- **Trecho da fonte**:
----------------
Como me tornei bancária...
Tudo começou assim: há três anos, uma jornalista com certo talento, mas ganhando mal numa capital provinciana, com filho pequeno e contas pra pagar, resolve virar bancária. Dá-lhe terapia... decisão tomada. E cá estou eu escrevendo para tentar me sentir viva. Porque às vezes tenho a ligeira impressão de que jornalista era pessoa, bancário não. Uma máquina, um robô, uma peça substituível na linha de montagem do setor econômico mais poderoso do Brasil. Sim, trabalho praqueles que são os maiores credores do País, definidores de governos, políticas, futuros.
Muitas coisas são tão diferentes em relação à minha profissão do coração. As relações de trabalho e também a relação com o público. Desde que entrei no banco eu trabalho com público. No atendimento (aquelas mesinhas que todos pensam que são ocupadas por gerentes) era uma coisa, agora no caixa é outra. O trabalho no caixa é muito rápido e às vezes me sinto um terminal, um mero processador de documentos de crédito e débito. Isso porque ainda não se implantou uma tecnologia que substitua totalmente nossa força de trabalho (existe e está cada vez mais próxima).
Lembro quando uma cliente chegou no guichê, entregou seu cartão do banco e ficou olhando pra minha cara. Eu peguei o cartão, dei o comando de saque, pedi pra ela digitar a senha. Aí ela disse com a cara de que fosse óbvio: “não quero sacar, quero depositar”. Cara, o ser humano é muito doido, rsrs.
----------------
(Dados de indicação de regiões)
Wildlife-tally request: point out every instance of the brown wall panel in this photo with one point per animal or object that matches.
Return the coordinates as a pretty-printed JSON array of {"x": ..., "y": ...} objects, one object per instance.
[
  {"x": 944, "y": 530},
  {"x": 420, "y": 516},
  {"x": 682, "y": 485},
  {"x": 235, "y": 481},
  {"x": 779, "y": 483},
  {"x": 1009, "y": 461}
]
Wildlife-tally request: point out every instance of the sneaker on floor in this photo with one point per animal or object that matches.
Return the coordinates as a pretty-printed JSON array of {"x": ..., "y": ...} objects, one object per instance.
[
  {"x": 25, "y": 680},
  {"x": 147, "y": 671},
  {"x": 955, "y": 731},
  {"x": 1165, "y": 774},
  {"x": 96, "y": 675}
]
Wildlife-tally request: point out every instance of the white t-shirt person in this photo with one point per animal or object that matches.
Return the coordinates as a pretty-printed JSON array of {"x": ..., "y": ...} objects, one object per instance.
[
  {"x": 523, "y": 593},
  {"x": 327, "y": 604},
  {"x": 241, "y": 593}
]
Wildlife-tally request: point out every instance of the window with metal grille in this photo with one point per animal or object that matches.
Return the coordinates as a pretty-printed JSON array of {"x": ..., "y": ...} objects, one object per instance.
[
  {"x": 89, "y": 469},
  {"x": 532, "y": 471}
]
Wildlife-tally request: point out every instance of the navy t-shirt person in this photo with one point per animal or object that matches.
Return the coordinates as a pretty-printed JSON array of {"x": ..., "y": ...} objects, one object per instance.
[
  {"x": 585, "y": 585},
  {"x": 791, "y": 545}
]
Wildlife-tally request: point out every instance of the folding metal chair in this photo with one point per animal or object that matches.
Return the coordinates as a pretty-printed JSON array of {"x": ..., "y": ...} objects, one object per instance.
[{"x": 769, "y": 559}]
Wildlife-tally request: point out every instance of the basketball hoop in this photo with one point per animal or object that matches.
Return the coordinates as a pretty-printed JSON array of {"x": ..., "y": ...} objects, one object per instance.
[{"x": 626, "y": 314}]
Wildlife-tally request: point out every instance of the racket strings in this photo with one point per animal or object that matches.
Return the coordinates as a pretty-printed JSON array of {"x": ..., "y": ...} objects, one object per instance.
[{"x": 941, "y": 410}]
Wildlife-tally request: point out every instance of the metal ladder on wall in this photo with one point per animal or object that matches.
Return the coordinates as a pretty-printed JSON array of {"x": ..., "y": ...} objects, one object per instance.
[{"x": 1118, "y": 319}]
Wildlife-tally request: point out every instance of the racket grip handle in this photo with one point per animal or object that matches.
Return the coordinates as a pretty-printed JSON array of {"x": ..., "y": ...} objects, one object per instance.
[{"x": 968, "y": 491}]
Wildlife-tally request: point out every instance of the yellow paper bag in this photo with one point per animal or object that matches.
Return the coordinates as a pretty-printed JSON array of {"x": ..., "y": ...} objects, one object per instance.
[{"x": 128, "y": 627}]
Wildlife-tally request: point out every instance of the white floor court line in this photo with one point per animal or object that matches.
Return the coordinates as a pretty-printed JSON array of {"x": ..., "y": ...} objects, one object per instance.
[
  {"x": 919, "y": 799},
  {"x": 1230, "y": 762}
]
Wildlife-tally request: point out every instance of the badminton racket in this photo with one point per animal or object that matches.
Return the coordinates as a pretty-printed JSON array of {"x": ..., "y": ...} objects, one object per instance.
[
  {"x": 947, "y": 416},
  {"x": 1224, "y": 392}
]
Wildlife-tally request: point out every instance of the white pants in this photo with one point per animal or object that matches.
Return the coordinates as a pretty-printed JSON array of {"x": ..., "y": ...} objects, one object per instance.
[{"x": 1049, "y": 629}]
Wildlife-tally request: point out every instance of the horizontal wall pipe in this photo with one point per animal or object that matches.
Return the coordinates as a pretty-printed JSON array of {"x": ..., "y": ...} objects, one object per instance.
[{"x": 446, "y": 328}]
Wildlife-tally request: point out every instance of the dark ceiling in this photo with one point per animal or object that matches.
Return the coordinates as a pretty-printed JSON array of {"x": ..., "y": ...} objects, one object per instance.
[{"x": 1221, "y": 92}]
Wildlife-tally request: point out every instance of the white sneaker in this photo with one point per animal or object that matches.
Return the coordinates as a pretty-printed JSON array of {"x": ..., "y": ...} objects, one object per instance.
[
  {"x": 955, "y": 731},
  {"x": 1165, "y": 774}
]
----------------
- **Exercício 1**: No relato sobre o trabalho no banco, em que setor quem escreve trabalha atualmente?
- **Exercício 2**: Prossiga o relato sobre o trabalho no banco a partir do ponto em que ele termina.

- **Resposta escrita 1**: No caixa.

- **Resposta escrita 2**:
No atendimento era diferente. Uma pessoa entra na agência pra conversar com o “gerente” por dois motivos: pedir ou xingar. Eu não me importava muito com cliente bravo – eu entendo perfeitamente, porque antes de ser bancária eu só entrava em agência para reclamar. Raramente eu passava da sala de autoatendimento. Porém, uma das coisas que me desgastam emocionalmente é ver o cliente endividado, precisando de dinheiro. Esse vai às nossas mesas desesperado, humilhado, triste. Já vi pai de família com lagrima dos olhos ao ver que não tinha mais linha de crédito no banco. Ouvi a senhora, auxiliar de cantina, implorar pra liberar o 13º salário que empréstimo havia engolido... Presenciei, com dor, o endividamento das famílias crescer e proporcionar muito lucro aos bancos.
Mesmo assim, eu era minimamente humana ali, as pessoas precisavam dos meus ouvidos pra desabafar, ou das minhas orientações para se salvar. Agora, mexendo com dinheiros e emitindo recibos, nem isso eu sou.